Task instructions :: From first line to last, write out the data precisely as shown.

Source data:

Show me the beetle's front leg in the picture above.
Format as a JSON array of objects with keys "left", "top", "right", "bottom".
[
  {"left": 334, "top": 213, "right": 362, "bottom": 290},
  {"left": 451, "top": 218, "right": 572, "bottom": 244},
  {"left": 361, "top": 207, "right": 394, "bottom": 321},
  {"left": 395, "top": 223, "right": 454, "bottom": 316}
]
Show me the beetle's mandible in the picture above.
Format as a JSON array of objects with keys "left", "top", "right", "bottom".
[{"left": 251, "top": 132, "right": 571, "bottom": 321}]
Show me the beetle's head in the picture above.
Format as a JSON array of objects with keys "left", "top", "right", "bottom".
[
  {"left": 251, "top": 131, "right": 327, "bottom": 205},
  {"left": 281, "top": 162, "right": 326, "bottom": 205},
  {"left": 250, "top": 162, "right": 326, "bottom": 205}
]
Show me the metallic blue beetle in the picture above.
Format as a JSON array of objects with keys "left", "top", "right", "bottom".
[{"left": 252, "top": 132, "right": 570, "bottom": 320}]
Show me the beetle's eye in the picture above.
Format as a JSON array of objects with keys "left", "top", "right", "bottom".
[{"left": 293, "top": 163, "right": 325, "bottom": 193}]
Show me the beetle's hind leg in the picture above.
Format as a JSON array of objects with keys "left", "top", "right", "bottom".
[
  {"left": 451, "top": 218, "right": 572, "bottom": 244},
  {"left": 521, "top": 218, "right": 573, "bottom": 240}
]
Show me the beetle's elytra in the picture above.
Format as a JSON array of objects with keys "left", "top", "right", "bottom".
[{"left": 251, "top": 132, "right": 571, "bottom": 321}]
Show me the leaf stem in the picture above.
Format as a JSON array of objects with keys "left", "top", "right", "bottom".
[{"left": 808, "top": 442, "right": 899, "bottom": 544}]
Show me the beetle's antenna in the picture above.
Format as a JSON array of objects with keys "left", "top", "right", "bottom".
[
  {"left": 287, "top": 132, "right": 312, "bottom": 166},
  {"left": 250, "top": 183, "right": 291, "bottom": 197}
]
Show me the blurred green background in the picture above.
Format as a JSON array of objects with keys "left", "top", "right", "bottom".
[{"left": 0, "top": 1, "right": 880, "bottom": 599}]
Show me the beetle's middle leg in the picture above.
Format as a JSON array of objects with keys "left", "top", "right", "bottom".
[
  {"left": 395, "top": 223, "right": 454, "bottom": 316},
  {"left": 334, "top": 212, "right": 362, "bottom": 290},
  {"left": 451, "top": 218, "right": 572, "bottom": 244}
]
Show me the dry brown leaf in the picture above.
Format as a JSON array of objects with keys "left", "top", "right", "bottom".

Final answer ::
Show me the beetle's front leg in the picture above.
Format as a JSON array of objects with keys "left", "top", "right", "bottom".
[
  {"left": 334, "top": 213, "right": 362, "bottom": 290},
  {"left": 451, "top": 218, "right": 572, "bottom": 244},
  {"left": 361, "top": 207, "right": 394, "bottom": 321},
  {"left": 395, "top": 223, "right": 454, "bottom": 316}
]
Show me the beetle's mandible in the picture above.
Format as a JSON array of objects with keys "left", "top", "right", "bottom".
[{"left": 251, "top": 132, "right": 571, "bottom": 321}]
Show me the beetle's head in the picture above.
Format as a JSON array of objects with keys "left", "top", "right", "bottom".
[
  {"left": 251, "top": 131, "right": 327, "bottom": 205},
  {"left": 281, "top": 162, "right": 326, "bottom": 205},
  {"left": 250, "top": 162, "right": 326, "bottom": 205}
]
Show me the metallic blue beetle in the picture above.
Format as a JSON array of objects with keys "left", "top", "right", "bottom".
[{"left": 252, "top": 132, "right": 570, "bottom": 320}]
Show me the beetle's eye in the picture above.
Format as a JSON array of objects with keys "left", "top", "right", "bottom".
[{"left": 293, "top": 163, "right": 325, "bottom": 193}]
Show me the beetle's hind leg in the picture above.
Format as a JSON array of objects with keys "left", "top", "right", "bottom".
[
  {"left": 451, "top": 218, "right": 572, "bottom": 244},
  {"left": 521, "top": 218, "right": 573, "bottom": 240}
]
Show me the beetle's elytra in the picture above.
Format as a JSON array of objects with keys "left", "top", "right", "bottom".
[{"left": 251, "top": 132, "right": 571, "bottom": 321}]
Show me the leaf stem in the picture above.
Format as a JSON array of objects with keys "left", "top", "right", "bottom".
[{"left": 808, "top": 442, "right": 899, "bottom": 544}]
Show me the beetle's antenna in the picture above.
Format as a JSON array of objects with keys "left", "top", "right", "bottom".
[
  {"left": 287, "top": 132, "right": 312, "bottom": 166},
  {"left": 250, "top": 183, "right": 291, "bottom": 197}
]
Show me the blurred green background in the picture above.
Format as a JSON array of objects with keys "left", "top", "right", "bottom".
[{"left": 0, "top": 1, "right": 880, "bottom": 599}]
Show me the beetle's middle leg in the picture above.
Format as a JSON array of objects with keys "left", "top", "right", "bottom".
[
  {"left": 395, "top": 223, "right": 454, "bottom": 316},
  {"left": 334, "top": 212, "right": 362, "bottom": 290},
  {"left": 451, "top": 218, "right": 572, "bottom": 244}
]
Show me the dry brown leaf in the picture above.
Format as a JSON array of objects with keys "left", "top", "right", "bottom".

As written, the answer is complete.